#### [Job A]
List every line in the records that contains the string "corrugated".

#### [Page text]
Begin

Natural gas futures continue to appear comfortable at their current price level as the April contract quietly went off the board Wednesday at $7.233, up 1.9 cents on the day. Likewise, May natural gas futures, which now take on prompt-month status, closed on Wednesday at $7.456, up 7.2 cents.

Trading on Wednesday had the potential to be pretty interesting. In addition to it being the April contract’s expiration, the day also gave traders the chance to jockey for position ahead of Thursday morning’s storage report. Withdrawal estimates have varied widely.

“I think we saw some book squaring on the expiration…compounded with book squaring ahead of the storage report,” said Tim Evans, an analyst with IFR Energy Services. “We are at a price level here that is really comparable on the May contract to where we closed on Thursday and Friday, so it is kind of an interesting level we have come back to here.”

Evans said while there is some chance that the market will see a bullish storage number, the report will probably be the market’s last hurrah. “Whatever upside reaction we get off the report is going to be a sale, because we know that it is warmer this week and next week is expected to bring more of the same,” Evans told NGI. “There is not much in the short-term outlook that is going to result in any kind of sustained advance.”

Evans is calling for a 70 Bcf withdrawal in the Energy Information Administration’s (EIA) storage report Thursday for the week ended March 24. However, he said the withdrawal has the potential to be much greater. “We have been going through this erratic pattern where it is almost like there is a 5-6 Bcf/d consumer who is in the market one week and not the next week,” Evans explained. “If that consumer was back in the market last week, we could see a withdrawal number more like 110 Bcf.” However, he added there is the potential that this could be the last withdrawal of the season.

Market technicians see the current price movement of natural gas futures as part of a longer-term seasonal advance. Walter Zimmerman of United Energy says the rangebound trading from Friday, when April futures posted a high of $7.49 and subsequently retreated, is part of “a bull market correction in a continued seasonal advance.”

End

#### [Working data]

Begin

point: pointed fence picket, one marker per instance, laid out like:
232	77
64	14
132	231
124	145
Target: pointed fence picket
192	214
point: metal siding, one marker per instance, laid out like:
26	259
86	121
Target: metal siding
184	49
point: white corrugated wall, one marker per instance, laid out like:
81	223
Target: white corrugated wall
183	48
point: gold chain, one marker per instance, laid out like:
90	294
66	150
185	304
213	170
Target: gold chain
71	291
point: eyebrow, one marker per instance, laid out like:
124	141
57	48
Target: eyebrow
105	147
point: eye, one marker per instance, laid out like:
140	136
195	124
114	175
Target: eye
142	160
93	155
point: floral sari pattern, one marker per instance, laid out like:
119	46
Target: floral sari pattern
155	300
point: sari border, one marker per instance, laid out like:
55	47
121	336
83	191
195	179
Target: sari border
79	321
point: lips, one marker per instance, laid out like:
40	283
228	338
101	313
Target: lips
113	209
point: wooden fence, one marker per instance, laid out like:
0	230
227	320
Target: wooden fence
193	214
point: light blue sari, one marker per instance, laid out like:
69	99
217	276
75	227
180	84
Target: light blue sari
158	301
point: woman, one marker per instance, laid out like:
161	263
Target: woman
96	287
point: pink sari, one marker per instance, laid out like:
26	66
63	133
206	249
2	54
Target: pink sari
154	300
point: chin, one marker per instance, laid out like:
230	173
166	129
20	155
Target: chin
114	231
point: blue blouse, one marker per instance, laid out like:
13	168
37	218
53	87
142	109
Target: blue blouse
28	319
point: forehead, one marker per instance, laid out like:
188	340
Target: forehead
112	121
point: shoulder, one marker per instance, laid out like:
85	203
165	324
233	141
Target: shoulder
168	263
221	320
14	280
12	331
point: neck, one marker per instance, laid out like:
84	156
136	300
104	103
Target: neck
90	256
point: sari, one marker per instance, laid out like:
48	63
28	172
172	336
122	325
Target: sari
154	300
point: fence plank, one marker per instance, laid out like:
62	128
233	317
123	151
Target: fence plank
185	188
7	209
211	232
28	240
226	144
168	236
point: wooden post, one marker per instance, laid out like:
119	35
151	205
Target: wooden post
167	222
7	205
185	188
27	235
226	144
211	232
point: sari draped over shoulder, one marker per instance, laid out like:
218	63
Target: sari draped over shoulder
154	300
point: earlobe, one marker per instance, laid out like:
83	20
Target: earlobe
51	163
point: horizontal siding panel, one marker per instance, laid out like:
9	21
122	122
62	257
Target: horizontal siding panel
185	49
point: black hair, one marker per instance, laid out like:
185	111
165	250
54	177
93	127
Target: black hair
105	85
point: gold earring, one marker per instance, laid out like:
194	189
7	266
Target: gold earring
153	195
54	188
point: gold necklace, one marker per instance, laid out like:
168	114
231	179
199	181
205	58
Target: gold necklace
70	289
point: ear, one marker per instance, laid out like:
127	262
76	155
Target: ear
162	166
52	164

End

#### [Job B]
Please copy the passage of the natural gas futures article that opens with "Evans is calling" and closes with "of the season.".

#### [Solution A]
point: white corrugated wall, one marker per instance, laid out like:
Target: white corrugated wall

#### [Solution B]
Evans is calling for a 70 Bcf withdrawal in the Energy Information Administration’s (EIA) storage report Thursday for the week ended March 24. However, he said the withdrawal has the potential to be much greater. “We have been going through this erratic pattern where it is almost like there is a 5-6 Bcf/d consumer who is in the market one week and not the next week,” Evans explained. “If that consumer was back in the market last week, we could see a withdrawal number more like 110 Bcf.” However, he added there is the potential that this could be the last withdrawal of the season.